- **Aim**
Convert every line of the entries below into a JSON list of strings, one string per line, with blank lines omitted. Leave the picture out of the list.

>>

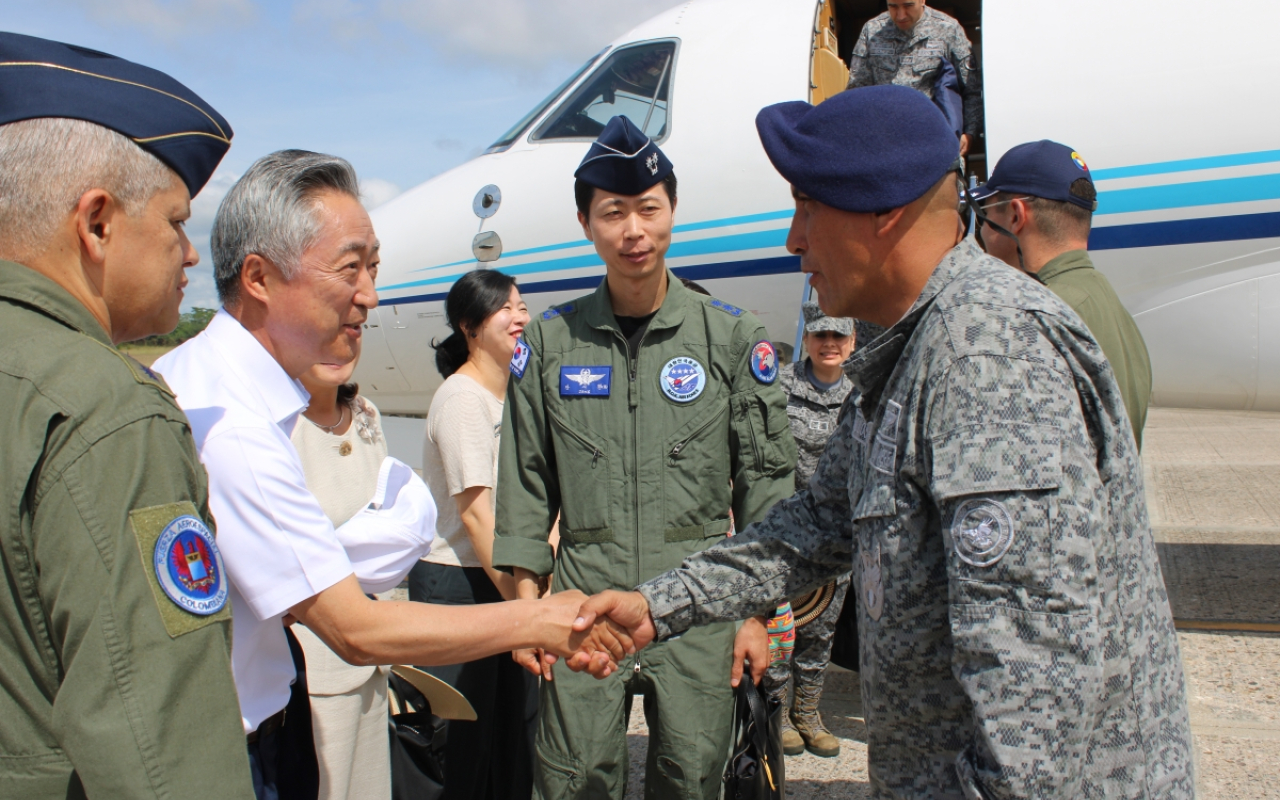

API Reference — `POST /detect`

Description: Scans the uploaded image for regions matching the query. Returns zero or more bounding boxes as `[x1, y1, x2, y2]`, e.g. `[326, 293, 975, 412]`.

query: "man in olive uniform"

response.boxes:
[0, 33, 253, 800]
[767, 302, 856, 758]
[973, 140, 1151, 451]
[493, 116, 795, 800]
[568, 86, 1196, 800]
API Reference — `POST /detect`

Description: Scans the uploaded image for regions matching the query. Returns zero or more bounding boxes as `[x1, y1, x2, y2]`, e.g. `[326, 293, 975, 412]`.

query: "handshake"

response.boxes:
[512, 591, 769, 687]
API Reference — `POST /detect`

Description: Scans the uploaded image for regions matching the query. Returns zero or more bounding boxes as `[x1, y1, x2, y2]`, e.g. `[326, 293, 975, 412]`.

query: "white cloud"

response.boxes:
[360, 178, 402, 210]
[64, 0, 259, 44]
[373, 0, 678, 69]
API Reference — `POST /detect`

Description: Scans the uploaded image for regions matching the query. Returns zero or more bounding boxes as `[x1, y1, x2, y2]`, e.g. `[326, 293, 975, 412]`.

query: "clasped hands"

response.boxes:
[512, 591, 769, 686]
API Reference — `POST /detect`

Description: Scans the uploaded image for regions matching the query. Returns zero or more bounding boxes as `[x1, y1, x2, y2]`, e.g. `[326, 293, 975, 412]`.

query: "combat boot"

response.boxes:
[791, 686, 840, 758]
[765, 678, 804, 755]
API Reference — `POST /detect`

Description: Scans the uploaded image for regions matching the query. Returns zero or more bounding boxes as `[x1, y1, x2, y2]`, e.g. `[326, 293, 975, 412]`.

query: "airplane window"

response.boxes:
[534, 41, 676, 141]
[485, 47, 609, 154]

<<

- **Result of this exercise**
[
  "API Reference — `POST /detect`",
  "Description: Scans the uploaded image for regions matching the query. Returns zero or more bounding boxes as `[x1, y1, x2, y2]`, e.g. `[326, 293, 975, 412]`.",
  "query: \"man in olive uniform\"",
  "response.boxes:",
  "[0, 33, 253, 800]",
  "[767, 302, 856, 758]",
  "[973, 140, 1151, 451]",
  "[493, 116, 795, 800]",
  "[568, 86, 1196, 800]",
  "API Reference — `POST /detect`",
  "Description: Scans the uploaded image for regions matching the query. Returns zero or more bounding boxes as `[x1, y1, x2, y2]`, e.g. `[326, 293, 975, 412]`.",
  "query: \"handshake\"",
  "response.boxes:",
  "[512, 591, 769, 687]",
  "API Reference — `POST /detect`",
  "Description: Scans the uploaded image for regions matching the query. Returns zero or more bounding boxes as `[x1, y1, x2, y2]`, e.g. `[326, 293, 975, 412]`.",
  "query: \"white cloud\"",
  "response.boxes:",
  "[360, 178, 402, 210]",
  "[64, 0, 259, 44]",
  "[373, 0, 678, 69]",
  "API Reference — `POST /detect`",
  "Description: Scans the uploaded image for regions matching the query. Returns zero or more bounding boxes as `[x1, y1, x2, y2]`, e.g. `[326, 293, 975, 412]`.",
  "query: \"clasped hands\"",
  "response.boxes:",
  "[512, 591, 769, 686]",
  "API Reference — `POST /detect`",
  "Description: Scans the uploaded image for regions matching the query. Returns zero or more bounding boxes as `[x1, y1, x2, y2]`, e.g. `[326, 293, 975, 412]`.",
  "query: \"combat boot\"",
  "response.boxes:",
  "[791, 686, 840, 758]",
  "[765, 678, 804, 755]",
  "API Reference — `POST /detect`",
  "Description: Scans the uploaded image for regions matching the query. Returns zero or more bounding boxes as `[x1, y1, x2, y2]`, e.g. `[326, 293, 975, 412]`.",
  "query: \"airplane window\"",
  "response.boxes:",
  "[534, 41, 676, 141]",
  "[485, 47, 609, 154]"
]